* **The exercise**: Please write what comes next in the blog post on clean energy and the Gulf oil spill, starting right after its final sentence.

* **Passage given**:
>>>
Monthly Archives: May 2010

Pick your Poison or Pass a Clean Energy and Climate Bill

The Environmental Defense Action Fund is getting out their message on the need for clean energy with a new print and web ad campaign: Pick your Poison.

The message is the ad is clear: Americans have to make a choice.

We can keep polluting our oceans and financing militants and a cartel that is notoriously unfriendly to America…or we can pass a clean energy and climate bill and move toward a clean energy future.

The web version:

Posted in Climate Change Legislation, News / Comments are closed

Check out this week’s Expert Q &A on the Gulf oil spill

As part of EDF’s mission to keep the public informed of the largest challenges facing the environment, we have put together a series called Expert Q&A. The goal is to get simple answers to pressing questions from the people who know the issues inside and out, our EDF staff experts.

This week the expert Q & A focuses on the gulf oil spill and how the disaster will affect our chances of passing the recently released climate bill, the American Power Act.

The expert in question and being questioned is Steve Cochran, the director of our National Climate Campaign.

In answer to the question of whether a spill in the Gulf was inevitable, Steve responds:

“We have a saying where I grew up: If you continue to load the gun, God will provide the drunk or the fool who is going to pull the trigger. There are over 3,000 operating wells in Gulf. I know firsthand how great the pressure is to produce at all costs, even at the expense of cutting corners on safety. Sad to say, it was only a matter of time before it caught up with us.”

When asked about how to prevent further disasters, Steve explains that:

“It is going to happen again even if we never drilled another new well.
<<<
* **Rows**:
>>>
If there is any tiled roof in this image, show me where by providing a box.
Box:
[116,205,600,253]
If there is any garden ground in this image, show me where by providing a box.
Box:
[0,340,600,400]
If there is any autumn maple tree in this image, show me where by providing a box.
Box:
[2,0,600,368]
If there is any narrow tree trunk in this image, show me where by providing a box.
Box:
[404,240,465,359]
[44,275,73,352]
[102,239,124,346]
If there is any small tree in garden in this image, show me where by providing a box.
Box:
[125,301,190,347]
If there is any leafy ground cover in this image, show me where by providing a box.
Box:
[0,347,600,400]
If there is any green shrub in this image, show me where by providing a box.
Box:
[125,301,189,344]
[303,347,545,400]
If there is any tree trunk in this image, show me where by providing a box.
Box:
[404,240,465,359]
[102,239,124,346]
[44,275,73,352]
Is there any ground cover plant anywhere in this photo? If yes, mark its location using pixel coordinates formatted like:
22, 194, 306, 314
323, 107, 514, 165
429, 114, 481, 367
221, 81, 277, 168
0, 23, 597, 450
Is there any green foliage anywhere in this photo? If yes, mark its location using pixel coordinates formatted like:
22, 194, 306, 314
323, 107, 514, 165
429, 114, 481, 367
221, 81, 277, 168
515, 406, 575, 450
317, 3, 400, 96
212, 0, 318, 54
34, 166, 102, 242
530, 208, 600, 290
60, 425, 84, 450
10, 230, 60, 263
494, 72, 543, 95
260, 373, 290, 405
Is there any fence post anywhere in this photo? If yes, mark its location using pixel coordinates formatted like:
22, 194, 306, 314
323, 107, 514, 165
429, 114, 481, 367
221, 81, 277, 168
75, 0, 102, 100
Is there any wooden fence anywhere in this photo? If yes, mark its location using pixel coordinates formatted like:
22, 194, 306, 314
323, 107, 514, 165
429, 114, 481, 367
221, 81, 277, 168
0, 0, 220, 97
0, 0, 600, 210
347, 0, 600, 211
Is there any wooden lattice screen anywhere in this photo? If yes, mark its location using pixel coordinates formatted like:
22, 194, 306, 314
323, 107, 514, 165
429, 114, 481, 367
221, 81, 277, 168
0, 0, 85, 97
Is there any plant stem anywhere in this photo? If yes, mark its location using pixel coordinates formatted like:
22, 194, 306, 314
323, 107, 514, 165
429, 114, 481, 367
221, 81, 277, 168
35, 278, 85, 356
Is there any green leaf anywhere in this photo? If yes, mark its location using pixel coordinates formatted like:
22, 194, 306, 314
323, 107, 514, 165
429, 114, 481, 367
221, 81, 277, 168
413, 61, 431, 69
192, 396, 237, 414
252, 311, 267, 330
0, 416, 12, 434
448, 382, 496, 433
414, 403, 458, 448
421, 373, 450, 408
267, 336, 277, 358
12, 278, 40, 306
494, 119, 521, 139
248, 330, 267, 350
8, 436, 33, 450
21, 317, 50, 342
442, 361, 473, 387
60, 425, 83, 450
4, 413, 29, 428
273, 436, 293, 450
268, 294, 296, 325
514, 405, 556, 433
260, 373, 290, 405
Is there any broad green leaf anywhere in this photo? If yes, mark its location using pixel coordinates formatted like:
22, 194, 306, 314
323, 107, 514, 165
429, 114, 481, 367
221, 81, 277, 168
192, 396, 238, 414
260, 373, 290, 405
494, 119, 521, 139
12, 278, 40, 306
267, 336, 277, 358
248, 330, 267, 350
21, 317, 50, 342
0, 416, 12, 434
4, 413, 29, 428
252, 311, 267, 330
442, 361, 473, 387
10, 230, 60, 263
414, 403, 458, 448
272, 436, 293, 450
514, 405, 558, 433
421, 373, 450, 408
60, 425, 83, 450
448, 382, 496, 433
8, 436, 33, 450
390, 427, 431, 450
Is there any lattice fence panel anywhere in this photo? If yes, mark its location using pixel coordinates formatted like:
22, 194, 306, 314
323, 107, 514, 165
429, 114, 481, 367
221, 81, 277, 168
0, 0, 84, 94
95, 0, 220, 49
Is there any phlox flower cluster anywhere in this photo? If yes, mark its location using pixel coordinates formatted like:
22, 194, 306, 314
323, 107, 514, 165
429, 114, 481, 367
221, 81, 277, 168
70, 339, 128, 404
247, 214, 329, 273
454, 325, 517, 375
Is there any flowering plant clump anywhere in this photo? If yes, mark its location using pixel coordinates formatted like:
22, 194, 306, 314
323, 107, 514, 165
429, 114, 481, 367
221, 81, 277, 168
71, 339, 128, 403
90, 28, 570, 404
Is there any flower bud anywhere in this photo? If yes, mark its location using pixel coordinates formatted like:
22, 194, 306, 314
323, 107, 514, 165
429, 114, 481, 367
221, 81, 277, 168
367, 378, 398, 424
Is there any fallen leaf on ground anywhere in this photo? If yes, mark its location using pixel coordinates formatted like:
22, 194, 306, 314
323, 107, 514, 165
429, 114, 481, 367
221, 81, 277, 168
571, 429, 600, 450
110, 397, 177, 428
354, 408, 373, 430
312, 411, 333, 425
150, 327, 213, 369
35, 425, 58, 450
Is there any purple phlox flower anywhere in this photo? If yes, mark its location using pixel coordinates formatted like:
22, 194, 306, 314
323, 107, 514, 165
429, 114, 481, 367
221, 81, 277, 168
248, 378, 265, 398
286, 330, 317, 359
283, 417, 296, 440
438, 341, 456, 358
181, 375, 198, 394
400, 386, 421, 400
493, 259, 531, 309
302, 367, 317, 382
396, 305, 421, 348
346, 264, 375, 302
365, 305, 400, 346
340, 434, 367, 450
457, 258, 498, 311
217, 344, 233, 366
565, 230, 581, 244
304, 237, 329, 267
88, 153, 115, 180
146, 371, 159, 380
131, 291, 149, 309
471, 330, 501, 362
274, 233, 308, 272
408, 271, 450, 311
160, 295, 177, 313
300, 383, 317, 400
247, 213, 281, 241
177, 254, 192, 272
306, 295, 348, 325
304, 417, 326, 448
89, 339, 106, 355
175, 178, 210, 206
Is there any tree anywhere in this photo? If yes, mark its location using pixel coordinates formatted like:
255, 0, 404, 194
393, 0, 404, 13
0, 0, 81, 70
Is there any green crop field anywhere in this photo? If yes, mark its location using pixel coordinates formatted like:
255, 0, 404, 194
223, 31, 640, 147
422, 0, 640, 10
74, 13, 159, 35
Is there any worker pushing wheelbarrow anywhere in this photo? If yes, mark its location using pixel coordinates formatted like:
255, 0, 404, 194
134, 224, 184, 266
<<<
* **Exercise result**:
But we can do several things to protect ourselves. We can require that the emergency response infrastructure be in place – I’m talking warehouses filled with booms and equipment – so when there is another spill we can respond more quickly. It’s incredible to me that this doesn’t exist today.

Second, we can make it more expensive for oil companies to cut back on safety. We have to make sure that oil companies are held accountable, pay for the protections and pay for the clean up and the carbon pollution associated with these products.

Making the polluter pay will do more than anything else we can do to reduce the risk of exposure to these pollutants. We can mandate it, we should, we can require it, and we should. But, making them pay for it, making sure they know the dollars will come out of their pocket if they make a mistake, that’s the key.”

Steve also shares some sage words on how passing a smart climate bill focused on public safety is essential to helping us transition into a clean energy economy.

“There are two pieces to it. One, I don’t think we should have any discussion about new drilling until we have the safeguards and protections in place that give us more confidence that we won’t face what we are facing right now. Without that I don’t know how to have that conversation. It’s hard to turn on the television every day and say we know how to do this well enough. So for the short-term view we have to focus on the safety and precautions and see if we can put a system in place that gives people some confidence.

The second piece of course is the critical need to cap our carbon pollution, which will create powerful economic incentives to transition to a clean energy economy.”

Read the full Q & A here.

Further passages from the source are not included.